* Textauszug *

▬▬▬▬▬▬▬▬▬▬

Es ist lediglich möglich, dass die im Bericht genannte Behandlung eine adäquate Behandlung der im Bericht dargestellten Leiden ist.
Ob beides umfassend und abschließend auf diesen konkreten Fall zutrifft lässt sich unmöglich sagen, weswegen ich auch wie bereits geschrieben nur darüber urteilen kann ob die geschilderte Behandlung zu den geschilderten Beschwerden passt.
Das ist hier der Fall. Nicht mehr und nicht weniger.
Prüfen ob überhaupt und in welchem Umfang der Bericht alle wichtigen Fakten beinhalten kann ich wie ebenfalls gesagt nicht.
Flitzschnitzel schrieb:Trotzdem zeigt es doch nur, dass da noch Platz nach oben in der Medizin selbst ist, damit auch irgendwann Menschen wie sie genesen und nicht nur sterben können.
Jain.
Die Möglichkeiten der Medizin entwickeln sich weiter, das ist richtig.
Aber sie tun es zum Glück nicht nur in Richtung Genesung.
Ganz gleich wie weit die Medizin ist, es wird immer Fälle geben in denen eine Heilung ausgeschlossen oder zumindest so unwahrscheinlich ist, dass das Ziel der Behandlung sich nicht auf eine Genesung des Patienten richten kann, sondern darauf sein Leid zu lindern und seine Würde zu schützen, dabei ist Ersteres ein verhältnismäßig unkomplizierter Vorgang, während die Sache mit der Würde nur dann vernünftige Erfolgsaussichten hat, wenn der Patient selbst oder die, die ihm nahe stehen benennen können, was genau dieses Individuum braucht um sich nicht entwürdigt zu fühlen.

▬▬▬▬▬▬▬▬▬▬

* Auflistung *

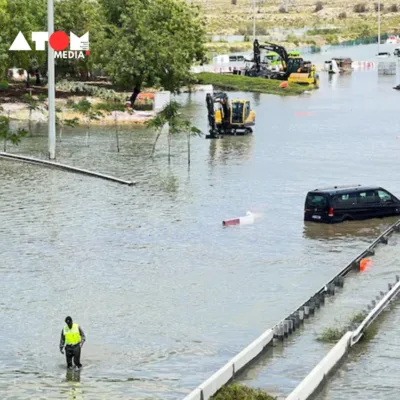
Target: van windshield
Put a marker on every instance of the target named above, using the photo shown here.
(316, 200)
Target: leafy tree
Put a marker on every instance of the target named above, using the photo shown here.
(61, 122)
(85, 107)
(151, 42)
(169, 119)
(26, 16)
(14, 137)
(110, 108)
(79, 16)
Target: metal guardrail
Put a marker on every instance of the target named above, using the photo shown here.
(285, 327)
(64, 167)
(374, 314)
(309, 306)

▬▬▬▬▬▬▬▬▬▬

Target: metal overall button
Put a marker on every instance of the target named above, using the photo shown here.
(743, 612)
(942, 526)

▬▬▬▬▬▬▬▬▬▬

* Aufgabe 1 *
Worauf kann sich laut dem Textauszug das Ziel der Behandlung richten, wenn eine Heilung ausgeschlossen oder sehr unwahrscheinlich ist?
* Aufgabe 2 *
Gib den Abschnitt des Textauszugs wörtlich wieder, beginnend bei „Flitzschnitzel schrieb:Trotzdem zeigt“ und endend bei „das ist richtig.“.

* Deine Antwort 1 *
Darauf, das Leid des Patienten zu lindern und seine Würde zu schützen.

* Deine Antwort 2 *
Flitzschnitzel schrieb:Trotzdem zeigt es doch nur, dass da noch Platz nach oben in der Medizin selbst ist, damit auch irgendwann Menschen wie sie genesen und nicht nur sterben können.
Jain.
Die Möglichkeiten der Medizin entwickeln sich weiter, das ist richtig.